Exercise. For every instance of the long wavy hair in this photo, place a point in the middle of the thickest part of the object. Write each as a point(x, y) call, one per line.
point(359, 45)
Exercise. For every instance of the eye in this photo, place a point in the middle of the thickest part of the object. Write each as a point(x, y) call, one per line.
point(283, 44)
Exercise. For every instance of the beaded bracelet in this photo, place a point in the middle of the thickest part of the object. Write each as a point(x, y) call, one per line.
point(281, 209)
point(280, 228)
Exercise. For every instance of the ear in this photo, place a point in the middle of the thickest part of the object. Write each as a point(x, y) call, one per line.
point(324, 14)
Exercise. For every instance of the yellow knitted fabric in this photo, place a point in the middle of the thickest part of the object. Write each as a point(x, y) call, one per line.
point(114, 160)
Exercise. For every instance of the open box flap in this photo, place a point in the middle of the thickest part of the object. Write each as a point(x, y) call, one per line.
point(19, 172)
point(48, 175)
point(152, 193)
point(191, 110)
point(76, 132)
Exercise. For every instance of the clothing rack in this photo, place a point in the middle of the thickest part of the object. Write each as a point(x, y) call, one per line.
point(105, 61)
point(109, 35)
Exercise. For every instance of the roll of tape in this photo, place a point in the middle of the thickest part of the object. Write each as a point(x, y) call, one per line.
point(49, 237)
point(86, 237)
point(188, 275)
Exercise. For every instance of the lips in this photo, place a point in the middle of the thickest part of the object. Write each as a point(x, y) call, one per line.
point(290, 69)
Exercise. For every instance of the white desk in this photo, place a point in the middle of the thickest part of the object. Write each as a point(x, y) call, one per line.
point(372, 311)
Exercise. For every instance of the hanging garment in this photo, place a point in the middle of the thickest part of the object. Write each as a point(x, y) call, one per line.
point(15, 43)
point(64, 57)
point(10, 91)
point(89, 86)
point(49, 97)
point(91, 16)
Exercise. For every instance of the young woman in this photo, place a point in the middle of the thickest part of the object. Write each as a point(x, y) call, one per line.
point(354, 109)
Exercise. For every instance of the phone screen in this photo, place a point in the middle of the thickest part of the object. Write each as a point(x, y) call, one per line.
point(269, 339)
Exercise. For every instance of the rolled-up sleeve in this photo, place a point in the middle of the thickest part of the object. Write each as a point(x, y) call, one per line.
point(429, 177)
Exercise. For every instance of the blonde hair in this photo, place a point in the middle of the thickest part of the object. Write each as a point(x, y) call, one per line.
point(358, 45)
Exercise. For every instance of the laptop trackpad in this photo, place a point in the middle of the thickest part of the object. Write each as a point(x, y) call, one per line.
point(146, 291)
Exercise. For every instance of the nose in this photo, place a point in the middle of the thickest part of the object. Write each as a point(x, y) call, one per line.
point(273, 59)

########

Can you give all the entries again, swapping "thickest part" for "widest part" and changing nothing else?

§ **THE RESPONSE**
Exercise. For every instance of the long wavy hair in this photo, place a point in the middle of the widest part of the object. Write each as a point(x, y) call, one per line.
point(359, 45)
Exercise. For every instance of the eye in this photo, place a point in the middle of the widest part of the object. Write each as a point(x, y) call, one per line.
point(283, 44)
Exercise. For every instance of the beaded bracelet in this photo, place a point in the middle of the widest part of the object. Write each as a point(x, y) call, one per line.
point(281, 209)
point(280, 228)
Exercise. For every instance of the ear in this photo, place a point in the middle of the widest part of the object. Write each as a point(x, y) call, one per line.
point(324, 14)
Exercise. For every instance of the yellow knitted fabric in this photo, place a point in the middle of the widest part of the object. Write each as a point(x, y) call, one per line.
point(114, 160)
Exercise. For every instance of the open box flap in this photo, place a point in the middle of the widest part of the object. Write each as a point(x, y) call, one per line.
point(19, 172)
point(48, 175)
point(152, 193)
point(191, 110)
point(76, 132)
Exercise. For every instance of the clothing rack in this photo, place a point in the middle of the widest part of the object. Write each as a point(x, y) call, one per line.
point(105, 61)
point(109, 35)
Exercise. For every instance of the roll of tape in this photo, place a point in the middle of the widest part of the object. Write each as a point(x, y) call, one per line.
point(49, 237)
point(86, 237)
point(188, 275)
Exercise. For every instance of the lips in this photo, place a point in the middle of the widest part of the object. Write each as a point(x, y) call, one per line.
point(290, 69)
Exercise. For every instance of the white desk in this photo, place a point in the middle of the widest part of the object. Write each as a point(x, y) call, one per line.
point(372, 311)
Exercise. For every instance of the hanging garment in this photo, place a point in the middle of the widest part of the object. Write each as a point(x, y) call, one per line.
point(15, 43)
point(64, 57)
point(10, 91)
point(89, 86)
point(49, 97)
point(91, 16)
Exercise. For every instance of the young woman in this photo, place a point in the middle of the widest part of the object. Write each as a point(x, y) call, one per line.
point(354, 109)
Exercise. For every instance of the phone screen in this photo, place a point in the middle of the widest part of the object. Write each as a point(x, y) call, one per line.
point(269, 339)
Exercise. For every instance of the rolled-up sleeve in this photo, place a point in the middle of the widest part of the object. Write each as a point(x, y) call, one per line.
point(429, 177)
Exercise. For every instance of the blonde hair in this photo, place a point in the middle of the widest part of the object. Write each as a point(x, y) call, one per line.
point(358, 45)
Exercise. For every instance of the laptop trackpad in this photo, place a point in the middle of the widest part of the object. Write each as a point(x, y) call, one per line.
point(146, 291)
Exercise. For every instance of the nose in this photo, place a point in the middle of the widest part of the object. Write each as a point(x, y) call, one per line.
point(273, 59)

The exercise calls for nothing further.